Copy out the lines below, from the first one through the line holding "xmin=167 ymin=116 xmax=186 ymax=127", inclusive, and increase every bounding-box coordinate in the results by 70 while leaving the requests and their sample coordinates as they are. Omit the pictures.
## Begin RAW DATA
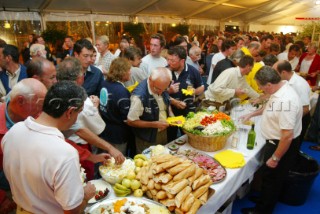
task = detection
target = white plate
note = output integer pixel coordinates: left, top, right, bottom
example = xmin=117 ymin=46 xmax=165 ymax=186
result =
xmin=142 ymin=146 xmax=170 ymax=159
xmin=88 ymin=179 xmax=112 ymax=204
xmin=86 ymin=196 xmax=170 ymax=214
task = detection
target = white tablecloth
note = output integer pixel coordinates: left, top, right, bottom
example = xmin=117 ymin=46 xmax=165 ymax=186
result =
xmin=175 ymin=106 xmax=265 ymax=214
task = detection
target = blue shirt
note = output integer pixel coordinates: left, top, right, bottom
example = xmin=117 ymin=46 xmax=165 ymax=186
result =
xmin=82 ymin=65 xmax=104 ymax=97
xmin=99 ymin=80 xmax=130 ymax=144
xmin=170 ymin=64 xmax=203 ymax=116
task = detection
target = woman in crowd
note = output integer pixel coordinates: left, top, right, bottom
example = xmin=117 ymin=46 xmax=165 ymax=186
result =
xmin=296 ymin=42 xmax=320 ymax=86
xmin=99 ymin=58 xmax=131 ymax=154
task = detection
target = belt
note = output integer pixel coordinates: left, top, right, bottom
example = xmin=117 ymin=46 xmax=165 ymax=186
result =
xmin=16 ymin=205 xmax=32 ymax=214
xmin=266 ymin=139 xmax=280 ymax=146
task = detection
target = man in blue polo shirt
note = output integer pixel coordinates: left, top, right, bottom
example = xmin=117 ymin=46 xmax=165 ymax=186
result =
xmin=0 ymin=45 xmax=27 ymax=101
xmin=167 ymin=46 xmax=204 ymax=141
xmin=73 ymin=39 xmax=104 ymax=97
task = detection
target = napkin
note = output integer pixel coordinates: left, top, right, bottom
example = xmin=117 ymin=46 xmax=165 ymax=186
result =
xmin=214 ymin=150 xmax=246 ymax=168
xmin=167 ymin=116 xmax=186 ymax=127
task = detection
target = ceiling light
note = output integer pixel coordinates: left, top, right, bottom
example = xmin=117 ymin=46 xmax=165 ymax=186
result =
xmin=221 ymin=3 xmax=246 ymax=9
xmin=4 ymin=21 xmax=11 ymax=29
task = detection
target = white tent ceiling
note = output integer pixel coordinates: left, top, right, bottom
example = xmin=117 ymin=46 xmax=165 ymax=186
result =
xmin=0 ymin=0 xmax=320 ymax=25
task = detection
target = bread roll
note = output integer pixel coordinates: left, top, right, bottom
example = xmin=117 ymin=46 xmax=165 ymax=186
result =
## End RAW DATA
▸ REPLY
task = detection
target = white plate
note = output integer pixel coordinates: left, top, right, bottom
example = xmin=117 ymin=46 xmax=165 ymax=186
result =
xmin=212 ymin=216 xmax=240 ymax=229
xmin=158 ymin=249 xmax=182 ymax=274
xmin=156 ymin=266 xmax=240 ymax=284
task = detection
target = white tablecloth
note = output integer pixel coordinates: left, top, right, bottom
example = xmin=117 ymin=46 xmax=165 ymax=186
result =
xmin=245 ymin=176 xmax=335 ymax=284
task = detection
target = blue shirt
note = output integer pixel coordinates: left, top, right, bottom
example = xmin=117 ymin=46 xmax=165 ymax=186
result =
xmin=152 ymin=135 xmax=174 ymax=167
xmin=169 ymin=150 xmax=200 ymax=214
xmin=240 ymin=134 xmax=273 ymax=186
task = detection
target = woman in crowd
note = output integer pixel coordinates: left, top, right, bottom
example = xmin=117 ymin=46 xmax=165 ymax=186
result =
xmin=366 ymin=112 xmax=390 ymax=156
xmin=169 ymin=128 xmax=201 ymax=224
task = detection
target = belt
note = output integer pixel coordinates: left, top, right, bottom
example = xmin=117 ymin=46 xmax=165 ymax=186
result =
xmin=86 ymin=275 xmax=102 ymax=284
xmin=336 ymin=209 xmax=350 ymax=216
task = detection
target = man in blue polo shirt
note = output integer pixel coordinates: left, top, right, bottom
example = xmin=117 ymin=46 xmax=165 ymax=186
result =
xmin=70 ymin=115 xmax=97 ymax=171
xmin=237 ymin=116 xmax=274 ymax=211
xmin=143 ymin=109 xmax=174 ymax=167
task = detection
target = napkin
note = output integer pixel coordinates: left, top, right, bottom
example = xmin=117 ymin=46 xmax=165 ymax=186
result =
xmin=284 ymin=220 xmax=316 ymax=238
xmin=237 ymin=186 xmax=256 ymax=197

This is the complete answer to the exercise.